=== Prompt ===
Reproduce the rows below word for word, from their start through the line containing "positive clicks: (255, 937)", including both ends. Leave the pictures out of your answer.

** Opening Provided data block **

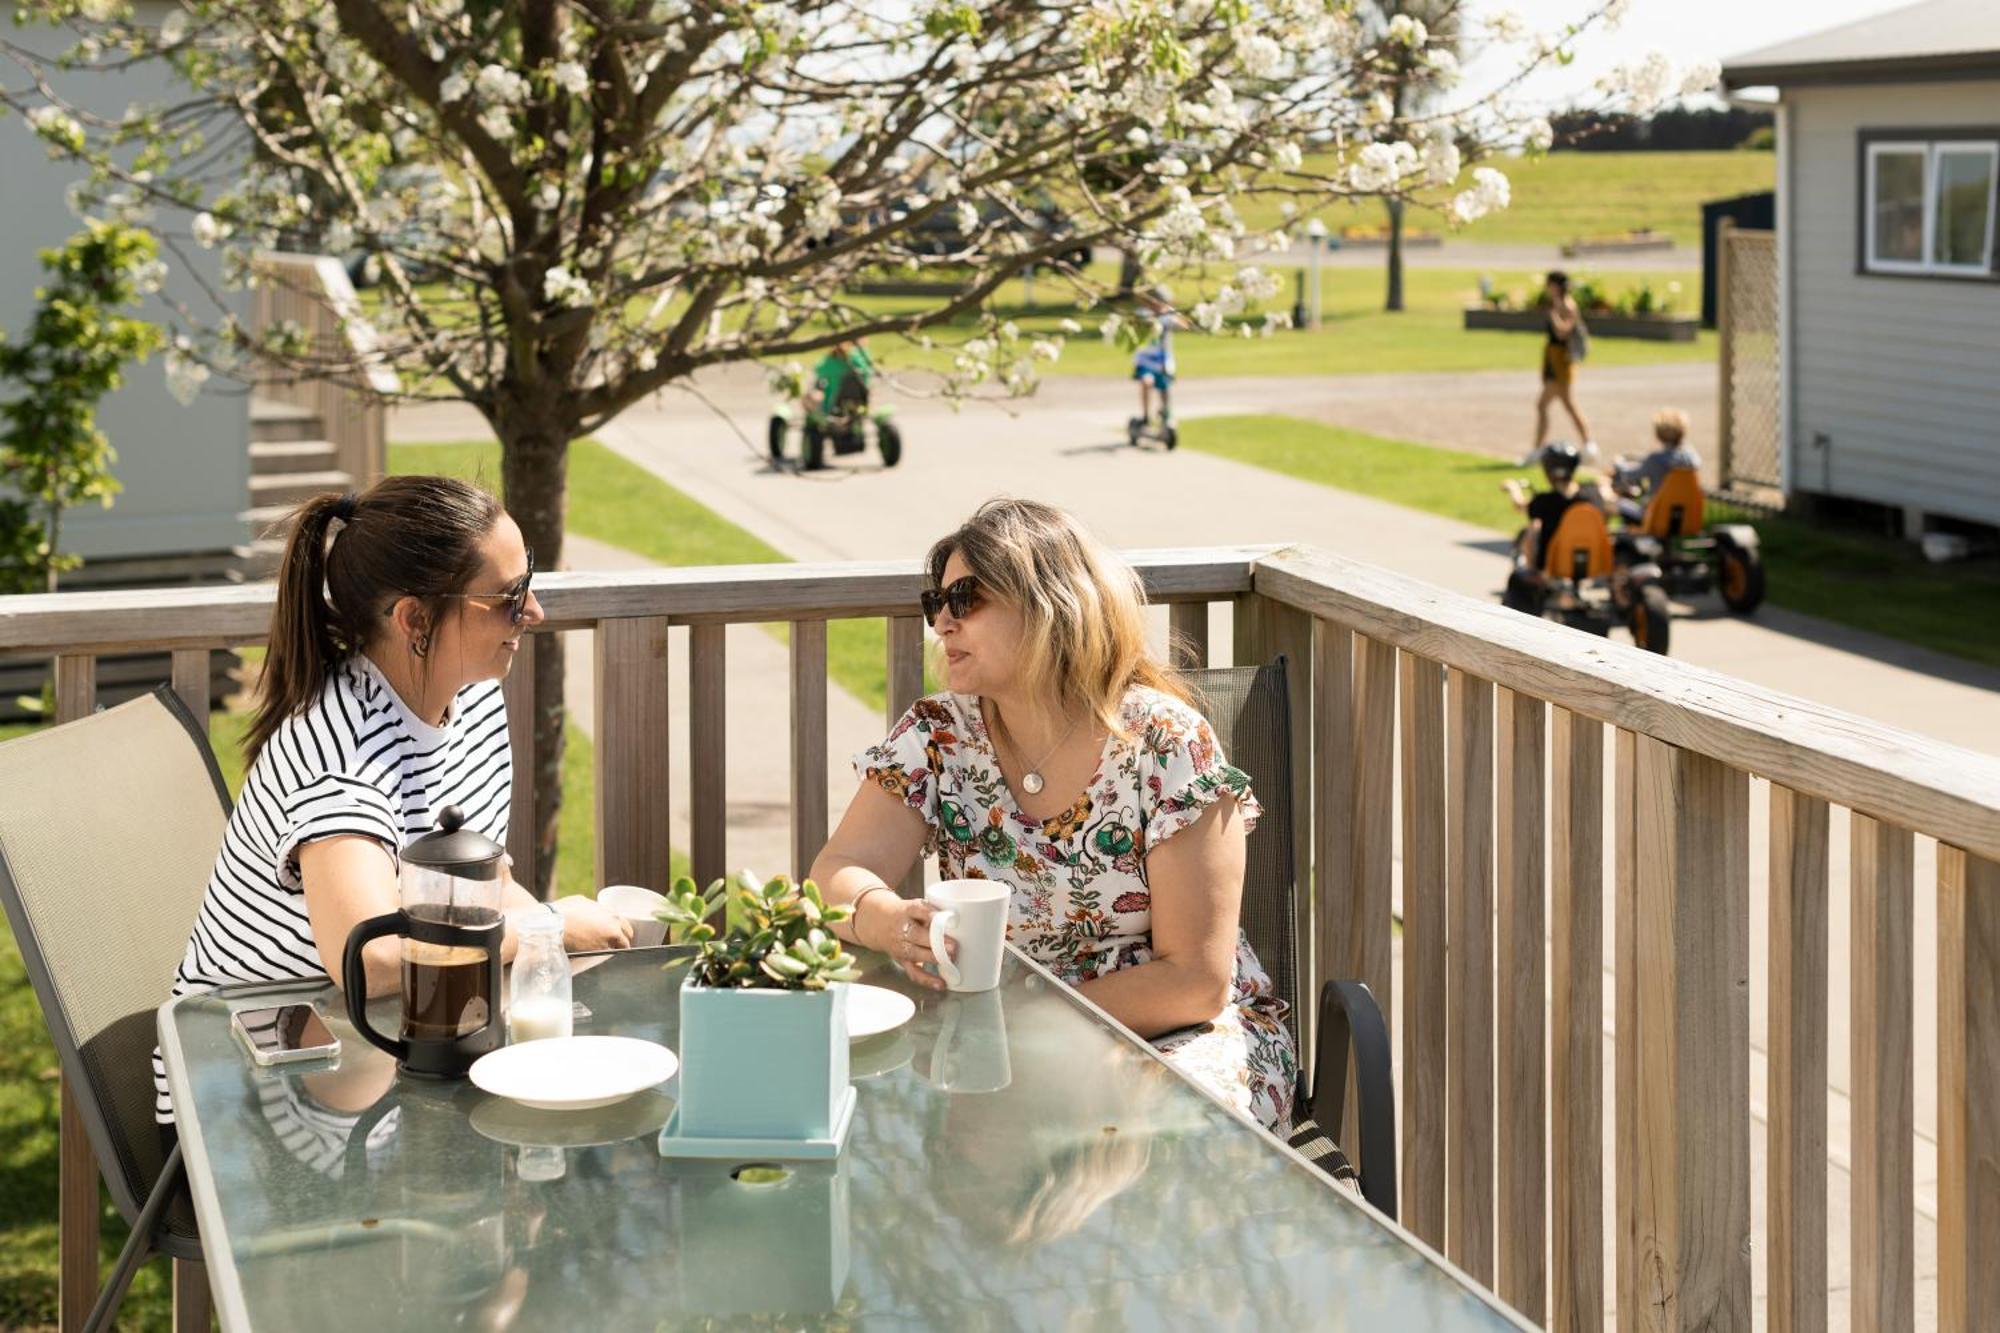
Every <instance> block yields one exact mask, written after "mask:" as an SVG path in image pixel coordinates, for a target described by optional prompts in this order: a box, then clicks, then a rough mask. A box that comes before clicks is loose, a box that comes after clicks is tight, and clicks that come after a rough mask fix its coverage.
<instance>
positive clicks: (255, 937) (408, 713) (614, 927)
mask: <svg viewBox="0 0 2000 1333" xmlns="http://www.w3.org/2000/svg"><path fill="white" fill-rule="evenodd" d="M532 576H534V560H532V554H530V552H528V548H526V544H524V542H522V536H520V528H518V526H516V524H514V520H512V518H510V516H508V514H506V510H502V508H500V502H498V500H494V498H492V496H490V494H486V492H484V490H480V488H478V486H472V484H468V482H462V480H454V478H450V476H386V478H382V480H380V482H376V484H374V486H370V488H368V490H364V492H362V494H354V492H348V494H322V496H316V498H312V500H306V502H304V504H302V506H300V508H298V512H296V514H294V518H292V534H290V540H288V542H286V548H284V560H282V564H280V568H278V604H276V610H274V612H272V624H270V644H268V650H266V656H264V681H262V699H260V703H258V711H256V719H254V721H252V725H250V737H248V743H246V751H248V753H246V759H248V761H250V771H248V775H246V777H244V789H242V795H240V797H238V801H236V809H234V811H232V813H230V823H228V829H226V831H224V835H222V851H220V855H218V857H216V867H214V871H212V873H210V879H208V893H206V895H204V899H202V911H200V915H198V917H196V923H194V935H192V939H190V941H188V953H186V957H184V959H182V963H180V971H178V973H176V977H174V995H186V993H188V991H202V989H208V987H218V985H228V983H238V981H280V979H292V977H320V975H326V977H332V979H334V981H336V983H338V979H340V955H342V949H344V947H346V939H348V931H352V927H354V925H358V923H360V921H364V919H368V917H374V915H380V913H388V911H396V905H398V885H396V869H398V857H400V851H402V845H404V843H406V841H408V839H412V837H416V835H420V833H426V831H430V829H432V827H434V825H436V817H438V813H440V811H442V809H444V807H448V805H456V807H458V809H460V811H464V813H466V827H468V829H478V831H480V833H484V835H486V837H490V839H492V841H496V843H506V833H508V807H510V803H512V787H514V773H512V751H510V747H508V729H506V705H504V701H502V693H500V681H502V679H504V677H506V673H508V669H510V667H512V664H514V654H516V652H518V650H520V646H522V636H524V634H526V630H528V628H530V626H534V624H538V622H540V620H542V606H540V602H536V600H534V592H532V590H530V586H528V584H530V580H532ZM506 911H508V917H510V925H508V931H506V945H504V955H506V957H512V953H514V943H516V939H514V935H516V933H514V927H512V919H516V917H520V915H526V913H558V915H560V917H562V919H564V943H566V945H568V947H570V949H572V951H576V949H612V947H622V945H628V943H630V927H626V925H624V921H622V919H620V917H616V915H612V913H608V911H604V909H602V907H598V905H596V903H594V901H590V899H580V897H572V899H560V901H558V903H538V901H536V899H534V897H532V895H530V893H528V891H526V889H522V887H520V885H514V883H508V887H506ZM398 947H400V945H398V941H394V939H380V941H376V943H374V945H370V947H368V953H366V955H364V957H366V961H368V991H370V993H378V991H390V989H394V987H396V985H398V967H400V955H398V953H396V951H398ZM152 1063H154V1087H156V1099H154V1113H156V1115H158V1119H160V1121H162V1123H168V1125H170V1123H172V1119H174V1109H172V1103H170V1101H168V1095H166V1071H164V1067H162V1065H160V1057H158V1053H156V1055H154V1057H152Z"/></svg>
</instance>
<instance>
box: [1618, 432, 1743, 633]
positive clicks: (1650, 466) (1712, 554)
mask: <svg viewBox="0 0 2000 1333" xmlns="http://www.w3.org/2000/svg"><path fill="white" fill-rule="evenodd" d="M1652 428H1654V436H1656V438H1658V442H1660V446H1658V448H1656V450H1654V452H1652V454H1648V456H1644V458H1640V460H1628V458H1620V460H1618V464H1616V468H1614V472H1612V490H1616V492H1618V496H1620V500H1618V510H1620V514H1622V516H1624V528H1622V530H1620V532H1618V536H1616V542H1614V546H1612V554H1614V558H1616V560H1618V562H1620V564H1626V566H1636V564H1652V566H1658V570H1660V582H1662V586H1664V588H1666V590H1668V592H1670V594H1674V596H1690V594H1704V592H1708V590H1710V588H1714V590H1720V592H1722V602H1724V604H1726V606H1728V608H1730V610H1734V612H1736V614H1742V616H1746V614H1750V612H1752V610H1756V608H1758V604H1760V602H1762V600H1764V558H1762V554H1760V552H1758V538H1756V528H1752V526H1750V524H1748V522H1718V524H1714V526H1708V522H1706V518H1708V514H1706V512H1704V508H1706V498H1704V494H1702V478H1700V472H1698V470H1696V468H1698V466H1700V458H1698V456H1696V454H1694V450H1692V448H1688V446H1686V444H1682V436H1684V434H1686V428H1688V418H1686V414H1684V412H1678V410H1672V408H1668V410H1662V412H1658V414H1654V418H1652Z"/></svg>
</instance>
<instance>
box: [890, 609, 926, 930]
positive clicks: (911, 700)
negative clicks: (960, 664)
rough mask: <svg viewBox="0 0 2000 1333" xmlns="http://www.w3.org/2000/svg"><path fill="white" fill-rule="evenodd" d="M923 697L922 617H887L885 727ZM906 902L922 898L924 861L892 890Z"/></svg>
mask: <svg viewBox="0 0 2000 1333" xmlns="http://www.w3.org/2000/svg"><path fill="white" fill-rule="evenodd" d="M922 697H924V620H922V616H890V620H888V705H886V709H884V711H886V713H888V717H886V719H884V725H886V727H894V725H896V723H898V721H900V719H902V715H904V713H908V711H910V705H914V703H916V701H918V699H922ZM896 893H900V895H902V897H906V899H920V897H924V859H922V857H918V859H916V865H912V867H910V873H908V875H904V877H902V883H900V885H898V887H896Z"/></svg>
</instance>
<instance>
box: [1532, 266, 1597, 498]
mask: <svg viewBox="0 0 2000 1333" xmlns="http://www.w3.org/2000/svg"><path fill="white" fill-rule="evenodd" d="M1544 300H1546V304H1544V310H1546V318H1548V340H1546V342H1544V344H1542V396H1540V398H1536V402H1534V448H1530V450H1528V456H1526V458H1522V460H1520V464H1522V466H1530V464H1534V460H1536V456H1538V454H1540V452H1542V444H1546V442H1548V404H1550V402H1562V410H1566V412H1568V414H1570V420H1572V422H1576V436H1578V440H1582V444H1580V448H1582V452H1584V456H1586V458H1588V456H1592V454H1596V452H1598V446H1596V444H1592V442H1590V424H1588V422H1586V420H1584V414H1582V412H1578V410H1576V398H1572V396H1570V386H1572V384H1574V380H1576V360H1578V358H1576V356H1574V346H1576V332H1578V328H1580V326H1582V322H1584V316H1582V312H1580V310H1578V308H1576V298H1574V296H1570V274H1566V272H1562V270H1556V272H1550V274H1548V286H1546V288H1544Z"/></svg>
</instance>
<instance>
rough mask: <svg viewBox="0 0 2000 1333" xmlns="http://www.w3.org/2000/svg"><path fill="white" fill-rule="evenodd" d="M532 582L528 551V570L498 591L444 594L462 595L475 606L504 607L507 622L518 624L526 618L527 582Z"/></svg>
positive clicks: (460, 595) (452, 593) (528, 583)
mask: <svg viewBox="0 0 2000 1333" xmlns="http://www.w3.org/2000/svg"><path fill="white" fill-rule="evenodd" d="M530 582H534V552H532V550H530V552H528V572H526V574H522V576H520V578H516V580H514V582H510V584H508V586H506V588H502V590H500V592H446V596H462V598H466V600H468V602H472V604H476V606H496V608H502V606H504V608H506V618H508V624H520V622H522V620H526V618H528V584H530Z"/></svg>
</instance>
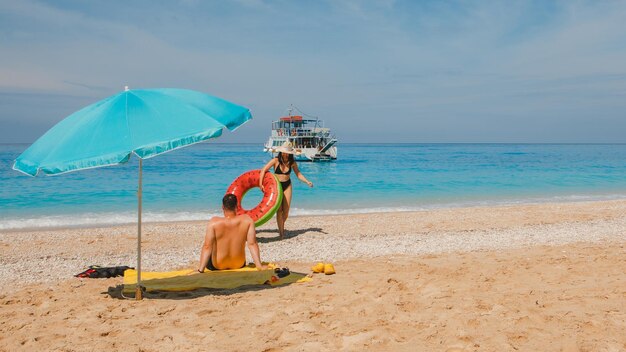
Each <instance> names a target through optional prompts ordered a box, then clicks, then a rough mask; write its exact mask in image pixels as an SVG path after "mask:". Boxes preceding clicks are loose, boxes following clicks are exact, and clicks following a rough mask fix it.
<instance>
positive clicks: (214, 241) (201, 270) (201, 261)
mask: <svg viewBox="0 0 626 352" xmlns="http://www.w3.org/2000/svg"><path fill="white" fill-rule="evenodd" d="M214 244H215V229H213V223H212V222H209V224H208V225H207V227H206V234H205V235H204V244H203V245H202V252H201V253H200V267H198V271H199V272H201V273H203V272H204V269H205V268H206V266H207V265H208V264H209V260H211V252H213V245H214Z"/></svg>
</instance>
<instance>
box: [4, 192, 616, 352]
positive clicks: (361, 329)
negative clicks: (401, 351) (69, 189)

** Closing Provided data block **

=== Written response ===
Every <instance> block yields one exact mask, written after "mask:" as an SVG path in image pixel coordinates, for a target described by optional prompts in this order: a box, then clicks, then a rough mask. A box that comes before clicks is loose, a box that comes after clicks is tight, and clicks that come after a rough mask fix its coverage.
<instance>
positive clicks: (255, 937) (408, 713) (614, 927)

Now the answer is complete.